■ **EXCERPTED DATA**
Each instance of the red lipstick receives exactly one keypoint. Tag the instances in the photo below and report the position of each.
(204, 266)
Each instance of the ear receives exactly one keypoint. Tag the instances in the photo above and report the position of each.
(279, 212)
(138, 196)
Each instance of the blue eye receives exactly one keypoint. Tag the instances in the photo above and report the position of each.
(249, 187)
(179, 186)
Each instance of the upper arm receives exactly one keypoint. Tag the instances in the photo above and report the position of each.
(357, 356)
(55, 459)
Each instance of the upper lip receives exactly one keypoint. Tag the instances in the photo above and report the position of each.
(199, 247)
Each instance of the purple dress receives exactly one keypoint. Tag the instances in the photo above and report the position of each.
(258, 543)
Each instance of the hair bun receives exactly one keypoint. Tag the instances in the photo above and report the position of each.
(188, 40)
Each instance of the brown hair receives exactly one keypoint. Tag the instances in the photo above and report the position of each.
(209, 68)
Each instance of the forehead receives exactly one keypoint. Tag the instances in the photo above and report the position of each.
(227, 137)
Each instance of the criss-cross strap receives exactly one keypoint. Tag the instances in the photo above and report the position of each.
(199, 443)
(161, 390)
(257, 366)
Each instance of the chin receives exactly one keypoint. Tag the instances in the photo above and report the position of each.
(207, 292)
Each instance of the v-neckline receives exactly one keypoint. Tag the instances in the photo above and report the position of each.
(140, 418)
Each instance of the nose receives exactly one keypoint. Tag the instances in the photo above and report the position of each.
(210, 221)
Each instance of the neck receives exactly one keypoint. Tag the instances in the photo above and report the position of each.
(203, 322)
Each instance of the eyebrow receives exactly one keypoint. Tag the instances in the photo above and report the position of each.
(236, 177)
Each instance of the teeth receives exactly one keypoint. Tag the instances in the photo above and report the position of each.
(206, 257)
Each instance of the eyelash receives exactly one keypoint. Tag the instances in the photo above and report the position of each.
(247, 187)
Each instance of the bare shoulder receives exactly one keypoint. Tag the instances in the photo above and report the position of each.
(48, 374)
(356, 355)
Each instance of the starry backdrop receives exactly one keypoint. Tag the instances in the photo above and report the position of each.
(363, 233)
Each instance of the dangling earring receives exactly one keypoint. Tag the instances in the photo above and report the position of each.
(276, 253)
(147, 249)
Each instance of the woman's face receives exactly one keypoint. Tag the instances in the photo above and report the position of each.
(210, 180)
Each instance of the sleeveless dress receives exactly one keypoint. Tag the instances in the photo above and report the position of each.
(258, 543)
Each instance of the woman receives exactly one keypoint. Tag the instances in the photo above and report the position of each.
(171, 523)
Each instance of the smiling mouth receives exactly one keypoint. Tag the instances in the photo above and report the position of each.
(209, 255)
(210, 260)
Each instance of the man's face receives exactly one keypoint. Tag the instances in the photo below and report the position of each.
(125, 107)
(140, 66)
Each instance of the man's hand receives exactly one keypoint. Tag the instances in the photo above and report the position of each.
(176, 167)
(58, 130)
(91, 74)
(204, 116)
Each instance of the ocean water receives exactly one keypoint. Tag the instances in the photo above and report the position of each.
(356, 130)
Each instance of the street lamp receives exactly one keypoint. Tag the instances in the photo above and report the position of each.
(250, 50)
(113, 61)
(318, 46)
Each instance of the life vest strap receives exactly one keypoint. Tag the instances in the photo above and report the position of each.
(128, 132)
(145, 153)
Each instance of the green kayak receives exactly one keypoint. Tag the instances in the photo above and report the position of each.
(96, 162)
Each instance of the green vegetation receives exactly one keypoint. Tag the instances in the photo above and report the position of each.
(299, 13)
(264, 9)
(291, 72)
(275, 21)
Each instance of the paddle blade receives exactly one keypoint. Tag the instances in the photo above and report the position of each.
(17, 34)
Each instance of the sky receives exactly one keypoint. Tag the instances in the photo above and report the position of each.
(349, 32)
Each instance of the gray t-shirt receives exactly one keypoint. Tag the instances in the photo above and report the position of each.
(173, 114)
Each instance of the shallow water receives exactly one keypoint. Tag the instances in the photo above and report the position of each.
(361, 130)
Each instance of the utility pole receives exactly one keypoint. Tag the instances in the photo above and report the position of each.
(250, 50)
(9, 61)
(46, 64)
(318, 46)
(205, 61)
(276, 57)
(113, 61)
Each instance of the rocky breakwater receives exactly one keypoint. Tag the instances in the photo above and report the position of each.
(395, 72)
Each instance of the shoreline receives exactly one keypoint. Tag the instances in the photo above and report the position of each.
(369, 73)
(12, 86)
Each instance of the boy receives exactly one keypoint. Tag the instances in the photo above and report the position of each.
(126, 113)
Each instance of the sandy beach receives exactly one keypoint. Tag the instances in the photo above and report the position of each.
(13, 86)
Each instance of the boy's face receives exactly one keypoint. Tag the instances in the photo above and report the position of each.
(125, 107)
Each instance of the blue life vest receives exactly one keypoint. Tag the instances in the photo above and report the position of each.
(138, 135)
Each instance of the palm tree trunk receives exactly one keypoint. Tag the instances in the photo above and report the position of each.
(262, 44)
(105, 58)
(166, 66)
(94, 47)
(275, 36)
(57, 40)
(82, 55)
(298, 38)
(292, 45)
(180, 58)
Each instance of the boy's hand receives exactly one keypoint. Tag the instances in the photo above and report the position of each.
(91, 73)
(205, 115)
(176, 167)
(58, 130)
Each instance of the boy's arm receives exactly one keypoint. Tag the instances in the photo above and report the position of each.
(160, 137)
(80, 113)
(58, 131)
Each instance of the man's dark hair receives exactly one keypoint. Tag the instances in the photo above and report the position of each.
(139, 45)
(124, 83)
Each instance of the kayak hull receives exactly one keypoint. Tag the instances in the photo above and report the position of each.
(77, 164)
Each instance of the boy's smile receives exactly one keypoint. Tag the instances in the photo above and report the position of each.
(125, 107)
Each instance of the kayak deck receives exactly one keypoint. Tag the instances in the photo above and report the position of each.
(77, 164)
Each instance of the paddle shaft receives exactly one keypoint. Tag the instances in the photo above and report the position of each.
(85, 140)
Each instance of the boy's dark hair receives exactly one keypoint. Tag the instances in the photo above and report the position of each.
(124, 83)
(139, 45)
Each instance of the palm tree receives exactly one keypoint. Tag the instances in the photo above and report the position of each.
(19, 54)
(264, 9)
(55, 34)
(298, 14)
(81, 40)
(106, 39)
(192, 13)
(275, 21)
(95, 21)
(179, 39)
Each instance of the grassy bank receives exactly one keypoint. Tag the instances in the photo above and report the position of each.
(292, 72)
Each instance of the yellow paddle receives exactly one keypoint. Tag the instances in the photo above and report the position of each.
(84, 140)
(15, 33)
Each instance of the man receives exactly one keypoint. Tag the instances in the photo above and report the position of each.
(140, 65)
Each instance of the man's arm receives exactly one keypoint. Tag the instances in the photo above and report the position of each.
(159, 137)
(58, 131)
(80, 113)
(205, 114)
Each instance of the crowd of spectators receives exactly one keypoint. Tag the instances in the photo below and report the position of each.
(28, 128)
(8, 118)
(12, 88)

■ **GIVEN EXERCISE**
Extract all lines as given.

■ **WRITTEN RESPONSE**
Each instance of the red lipstick receives exactly one keypoint. Tag the instances in the photo below and report the position of each.
(204, 266)
Each instance of the ear receives exactly one keypoint. Tag the instances in the photo above and report the position of each.
(279, 212)
(138, 196)
Each instance of the blue eye receives exactly one keypoint. Tag the instances in the photo above and report the position of each.
(249, 187)
(179, 186)
Each instance of the upper arm receives exactly one keypoint. Tag the instances in the photo above and report the position of each.
(357, 356)
(55, 459)
Each instance of the upper lip receives exactly one keypoint. Tag the instances in the photo above and report the position of each.
(199, 247)
Each instance of the purple dress receives exactly one keypoint. Tag the instances in the photo above and report the position of each.
(258, 543)
Each instance of the hair bun receives exactly one keypoint. Tag the instances in the photo above and report the position of each.
(188, 40)
Each instance of the brown hair receives exactly one keypoint. Tag the instances in the photo above and report the position of each.
(209, 68)
Each instance of the forehead receives exactly one keypoint. Tag the instances in the photo above and report the position of each.
(227, 137)
Each instance of the criss-cross strap receives exactly one keypoint. Tag the instances in the photo above and report the position of each.
(199, 443)
(161, 390)
(257, 366)
Each instance of the chin receives exactly one keypoint. Tag the instances in the photo above and report the position of each.
(207, 292)
Each instance of the v-neckline receives exactly one keypoint. Tag the instances in the photo above and report the position of each.
(140, 418)
Each instance of the nose receives exactly one keypoint. Tag the instances in the photo above and report the position of each.
(210, 221)
Each instance of the neck receives exactly one keypoint. Tag the instances in the photo above and report the position of each.
(203, 322)
Each instance of the eyebrow receives exactly one keypoint. Tag the instances in the photo above and report the position of each.
(236, 177)
Each instance of the teeth receives exactly one keypoint. Tag the instances in the photo above and report the position of each.
(206, 257)
Each instance of the eyelash receives exactly one keypoint. Tag the instances in the photo above and report the position of each.
(247, 187)
Each instance of the bare shoulder receives exactly one keypoint. Tag the instances in the photo above and report the position of each.
(48, 374)
(356, 355)
Each instance of the starry backdrop receives exactly one keypoint. Tag the instances in the photo above and report the position of each.
(363, 233)
Each instance of the dangling earring receives exactly one keypoint. Tag the instances in the photo above and report the position of each.
(276, 253)
(147, 249)
Each instance of the woman's face receives exactly one keypoint. Tag the instances in the photo above and report the position of each.
(210, 180)
Each instance of the sleeveless dress receives exactly one keypoint. Tag the instances in the photo above and report the position of each.
(258, 543)
Each instance of the woman receives exactly one keypoint. Tag the instances in the photo above and report the position of each.
(171, 523)
Each instance of the smiling mouth receives exactly one keypoint. Tag the instances in the photo above and report the position of each.
(209, 255)
(210, 260)
Each instance of the man's face receives exactly one keypoint. Tag the instances in the photo below and report the position of each.
(125, 107)
(140, 66)
Each instance of the man's hand receives exactly one keypoint. Tag the instances in the photo above and report the position of each.
(176, 167)
(58, 130)
(91, 74)
(204, 116)
Each instance of the ocean water receives exactly one keypoint. Tag the instances in the photo above and report the position of each.
(356, 130)
Each instance of the street lamp receives exactly one keypoint. Tag the instances in the photo above and report the position of each.
(250, 50)
(113, 61)
(318, 46)
Each instance of the life vest strap receives exactly one keypoint. Tag the instances in the photo above and report the position of each.
(128, 132)
(145, 153)
Each instance of the green kayak receives exactly one keypoint. Tag the instances in the photo above and report the position of each.
(96, 162)
Each instance of the green vegetation receives exactly one keypoint. Tag the instances in the photo above and report the position of each.
(299, 13)
(264, 9)
(291, 72)
(275, 21)
Each instance of the paddle blade receives exactly one keypoint. Tag the instances in the photo above and report the position of each.
(17, 34)
Each instance of the sky receives exactly one keypoint. Tag the instances in the photo above and report the position of each.
(349, 32)
Each instance of the gray t-shirt receives exactly one keypoint. Tag the instances in the photo above and report the position of each.
(173, 114)
Each instance of the shallow water receives exactly one keypoint. Tag the instances in the photo above and report the position of each.
(361, 130)
Each instance of the utility pole receives exactly one keypoint. Tag the instances in the photo above and report the position of each.
(250, 50)
(9, 61)
(46, 64)
(318, 46)
(205, 61)
(276, 57)
(113, 61)
Each instance of the rocky breakwater receives exactly one keypoint. Tag the instances in the photo above and report the position of each.
(395, 72)
Each instance of the shoreline receives exactly one keypoint. Tag the instances in the photo above and report the position of each.
(369, 73)
(12, 86)
Each instance of the boy receives exactly one keypoint. Tag the instances in the photo above and report the position of each.
(126, 113)
Each instance of the sandy beach receives exactly one keypoint. Tag the instances in the photo above and report the position of each.
(13, 86)
Each instance of the boy's face receives exactly one keypoint. Tag the instances in the photo above and report the position of each.
(125, 107)
Each instance of the blue life vest receives exactly one keypoint. Tag the instances in the photo above and report the position of each.
(138, 135)
Each instance of the palm tree trunk receives exactly one keypoint. Tag the instances in the photo above and report the position of each.
(262, 44)
(105, 58)
(166, 66)
(94, 47)
(275, 36)
(57, 40)
(82, 55)
(298, 38)
(292, 45)
(180, 58)
Each instance of the boy's hand receives exactly one keypoint. Tag the instances in the photo above and report the position of each.
(91, 73)
(205, 115)
(176, 167)
(58, 130)
Each instance of the boy's arm receives exactly one keypoint. Tag the instances in the photo above and report the position of each.
(160, 137)
(80, 113)
(58, 131)
Each instance of the man's dark hair receives exactly one keypoint. Tag the instances in the photo above and report the position of each.
(139, 45)
(124, 83)
Each instance of the kayak hull receives exactly one keypoint. Tag the instances in the photo above and report the position of each.
(77, 164)
Each instance of the boy's smile receives exactly one keypoint. Tag the instances in the photo above and report the position of each.
(125, 107)
Each instance of the kayak deck receives exactly one keypoint. Tag the instances in the photo above and report the position of each.
(77, 164)
Each instance of the paddle shaft receives exactly one keypoint. Tag the instances in the photo above and report the position of each.
(85, 140)
Each instance of the boy's dark hair receives exactly one keypoint. Tag the instances in the photo above and report the position of each.
(124, 83)
(139, 45)
Each instance of the palm tree receives exactly one keypoint. Tag the instances in the photo above and report the position of each.
(19, 54)
(264, 9)
(55, 34)
(298, 14)
(81, 40)
(106, 39)
(192, 13)
(275, 21)
(95, 21)
(179, 39)
Each instance of the grassy bank receives exactly one keypoint. Tag the instances in the photo above and report the position of each.
(292, 72)
Each instance of the yellow paddle receives exactly one keypoint. Tag the instances in the photo above and report the position of each.
(84, 140)
(15, 33)
Each instance of the man receives exactly one keypoint. Tag the instances in the photo above and report the position of each.
(140, 65)
Each instance of the man's arm receives exactly one keypoint. Tag the instances in the photo above and report the position of each.
(159, 137)
(58, 131)
(80, 113)
(205, 114)
Each instance of the crowd of spectators receives exactly one keypoint. Tag the instances in the photo below and report the position of each.
(28, 128)
(8, 118)
(12, 88)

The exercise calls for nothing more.